(Stored dataset items)
◆ ◆ ◆ ◆
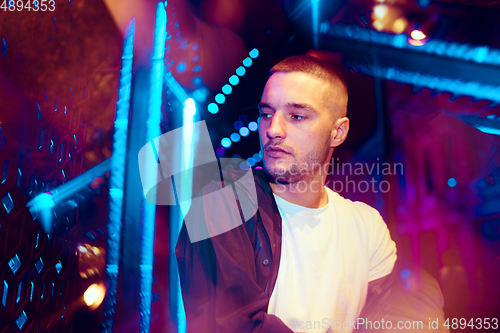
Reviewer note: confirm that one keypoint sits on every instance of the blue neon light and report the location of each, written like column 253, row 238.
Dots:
column 244, row 165
column 253, row 126
column 247, row 62
column 213, row 108
column 234, row 80
column 254, row 53
column 235, row 137
column 227, row 89
column 220, row 98
column 226, row 143
column 181, row 67
column 452, row 182
column 244, row 131
column 241, row 71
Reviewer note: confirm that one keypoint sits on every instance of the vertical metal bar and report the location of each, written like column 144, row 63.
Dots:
column 152, row 131
column 117, row 178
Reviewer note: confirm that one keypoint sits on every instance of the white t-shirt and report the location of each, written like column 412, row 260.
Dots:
column 328, row 256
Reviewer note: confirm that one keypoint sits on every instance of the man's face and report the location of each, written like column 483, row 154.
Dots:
column 296, row 126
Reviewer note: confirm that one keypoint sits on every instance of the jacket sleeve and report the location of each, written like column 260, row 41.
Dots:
column 218, row 283
column 413, row 297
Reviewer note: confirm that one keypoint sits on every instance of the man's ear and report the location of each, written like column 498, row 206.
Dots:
column 341, row 128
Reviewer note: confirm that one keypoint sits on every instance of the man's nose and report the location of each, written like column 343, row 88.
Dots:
column 276, row 127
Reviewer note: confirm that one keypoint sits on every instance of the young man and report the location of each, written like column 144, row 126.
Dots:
column 308, row 260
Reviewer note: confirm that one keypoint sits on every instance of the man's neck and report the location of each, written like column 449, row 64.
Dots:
column 310, row 194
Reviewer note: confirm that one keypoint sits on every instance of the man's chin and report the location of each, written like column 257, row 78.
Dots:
column 279, row 174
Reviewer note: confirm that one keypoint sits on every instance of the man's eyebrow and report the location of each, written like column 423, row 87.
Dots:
column 301, row 106
column 263, row 105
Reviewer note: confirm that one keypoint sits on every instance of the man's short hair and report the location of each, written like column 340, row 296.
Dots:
column 315, row 67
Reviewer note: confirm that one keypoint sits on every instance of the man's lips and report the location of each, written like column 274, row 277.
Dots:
column 275, row 151
column 276, row 148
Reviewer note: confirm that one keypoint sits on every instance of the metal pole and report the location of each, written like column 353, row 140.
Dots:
column 117, row 178
column 152, row 132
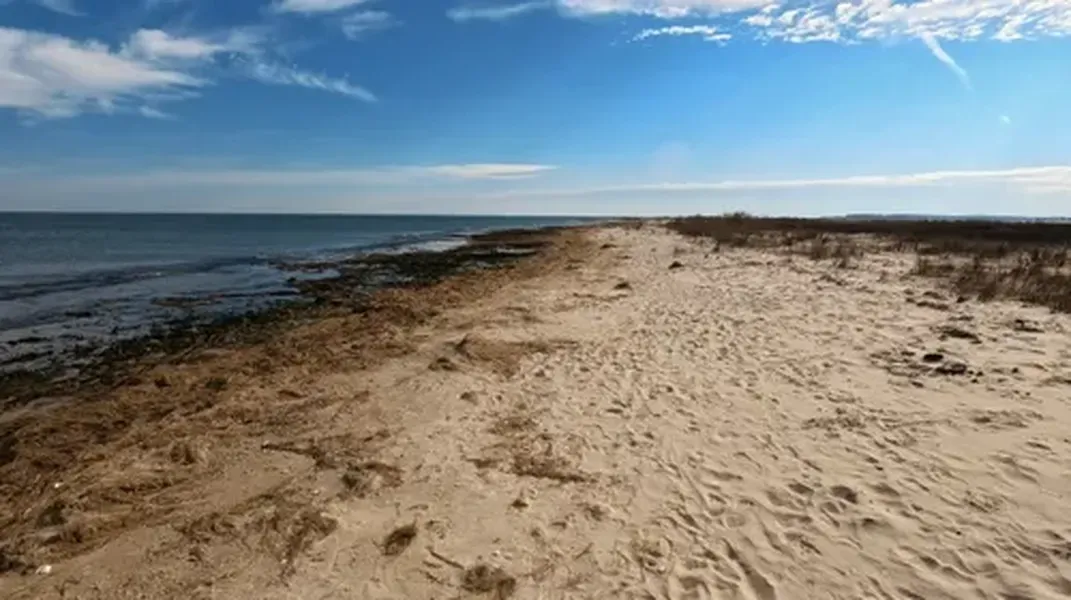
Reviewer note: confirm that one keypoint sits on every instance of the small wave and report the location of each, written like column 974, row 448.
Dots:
column 118, row 276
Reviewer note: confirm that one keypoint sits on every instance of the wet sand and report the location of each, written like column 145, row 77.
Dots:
column 630, row 414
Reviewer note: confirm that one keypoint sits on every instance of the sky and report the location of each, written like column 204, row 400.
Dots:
column 537, row 107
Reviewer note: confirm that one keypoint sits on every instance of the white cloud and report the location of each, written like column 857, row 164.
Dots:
column 855, row 20
column 44, row 75
column 1026, row 178
column 313, row 6
column 62, row 6
column 282, row 75
column 361, row 24
column 284, row 177
column 55, row 76
column 151, row 113
column 663, row 9
column 709, row 33
column 938, row 19
column 489, row 170
column 153, row 44
column 940, row 55
column 500, row 12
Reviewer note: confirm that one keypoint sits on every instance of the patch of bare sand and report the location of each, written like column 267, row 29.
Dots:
column 744, row 424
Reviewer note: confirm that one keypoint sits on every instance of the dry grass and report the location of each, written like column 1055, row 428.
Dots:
column 484, row 579
column 398, row 540
column 121, row 456
column 1027, row 261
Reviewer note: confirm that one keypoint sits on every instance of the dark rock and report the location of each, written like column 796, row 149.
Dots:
column 951, row 369
column 1027, row 327
column 959, row 333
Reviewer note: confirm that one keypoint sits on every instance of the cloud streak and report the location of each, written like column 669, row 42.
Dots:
column 940, row 55
column 50, row 76
column 282, row 75
column 1029, row 179
column 62, row 6
column 500, row 12
column 362, row 24
column 709, row 33
column 315, row 6
column 283, row 177
column 847, row 21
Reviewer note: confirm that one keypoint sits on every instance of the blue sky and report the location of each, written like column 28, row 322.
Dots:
◆ ◆ ◆ ◆
Reproduce every entry above exactly, and omit the pictures.

Reviewer note: confirm that one keypoint sits on every instance of the blue neon light and report the location of each, written like column 253, row 238.
Dots:
column 244, row 165
column 253, row 126
column 247, row 62
column 213, row 108
column 234, row 80
column 254, row 53
column 235, row 137
column 227, row 89
column 220, row 98
column 226, row 143
column 181, row 67
column 452, row 182
column 244, row 131
column 241, row 71
Reviewer note: confirm that one keypoint sits on every instance of the vertical metal bar and report the location of each, written like column 144, row 63.
Dots:
column 152, row 131
column 117, row 178
Reviewer note: confirm that one keypoint sits on every instance of the white t-shirt and report the location of each, written like column 412, row 260.
Dots:
column 328, row 256
Reviewer note: confirm that one keypoint sits on every instance of the man's face and report the location of each, written like column 483, row 154.
Dots:
column 296, row 126
Reviewer note: confirm that one keypoint sits on every instance of the jacket sleeve and report the location of each, written like column 260, row 41.
Dots:
column 218, row 283
column 413, row 297
Reviewer note: confirm that one keypoint sits on every instance of the man's ear and report the location of each, written like column 498, row 206.
Dots:
column 341, row 128
Reviewer note: confirm that one keypoint sits on every instance of the man's nose and report the location of each, written like column 343, row 88.
Dots:
column 276, row 127
Reviewer note: confirm that one keypoint sits on every instance of the young man and report the location of each, written like column 144, row 126.
Dots:
column 308, row 260
Reviewer note: confirm that one keypoint sits on every instance of the man's neck and report the location of each, written like column 449, row 64.
Dots:
column 310, row 194
Reviewer note: confirm that one keypoint sits on every instance of the man's chin and report the location of each, written like column 257, row 78.
Dots:
column 279, row 174
Reviewer note: confirm that one keypoint sits on every instance of the man's eyebrow and report the location of each, written like column 423, row 87.
Dots:
column 301, row 106
column 263, row 105
Reviewer note: confirm that one keypoint sits on every instance of the man's short hair and report the location of each, written like column 340, row 296.
Dots:
column 315, row 67
Reviewer note: confirm that one keypoint sits on every instance of the man's lips and report the location of each, written like column 274, row 277.
Dots:
column 275, row 151
column 276, row 148
Reviewer note: confirm that one keypoint sits on every instance of the metal pole and report the location of each, written like column 353, row 140.
Dots:
column 117, row 178
column 152, row 132
Reviewer note: confirm that one keypoint sits on every instance of the small wave and report the location of each, written like column 974, row 448.
Dots:
column 118, row 276
Reviewer note: confirm that one keypoint sits on every instance of the wet sand and report the location of each, written like column 145, row 77.
Dots:
column 630, row 414
Reviewer note: confirm that one keypoint sits on every instance of the sky and report the location of each, written like column 204, row 400.
Dots:
column 537, row 107
Reviewer note: confirm that one keypoint sits on every instance of the white cloud and report the location of each, written like column 857, row 164.
Dots:
column 855, row 20
column 44, row 75
column 1026, row 178
column 313, row 6
column 62, row 6
column 282, row 75
column 361, row 24
column 284, row 177
column 55, row 76
column 151, row 113
column 663, row 9
column 709, row 33
column 938, row 19
column 489, row 170
column 153, row 44
column 940, row 55
column 500, row 12
Reviewer note: confirm that one keypoint sits on every instance of the patch of bare sand and report the location of each, written like column 267, row 29.
Dots:
column 744, row 424
Reviewer note: confirm that one keypoint sits on every instance of the dry grass and report the location of each, written like column 1055, row 428.
Dots:
column 484, row 579
column 398, row 540
column 121, row 456
column 1027, row 261
Reviewer note: confirm that one keypoint sits on every instance of the dark rock and report the location of each, written like column 796, row 149.
Dots:
column 951, row 369
column 1027, row 327
column 959, row 333
Reviewer note: confirm that one keypoint sits on every instance of the cloud streak and report the location of each, written like column 669, row 42.
Dots:
column 940, row 55
column 50, row 76
column 282, row 75
column 1029, row 179
column 62, row 6
column 500, row 12
column 362, row 24
column 709, row 33
column 315, row 6
column 283, row 177
column 847, row 21
Reviewer note: confirm that one keypoint sits on every instance of the blue sky and report the location of each, written like column 28, row 322.
Dots:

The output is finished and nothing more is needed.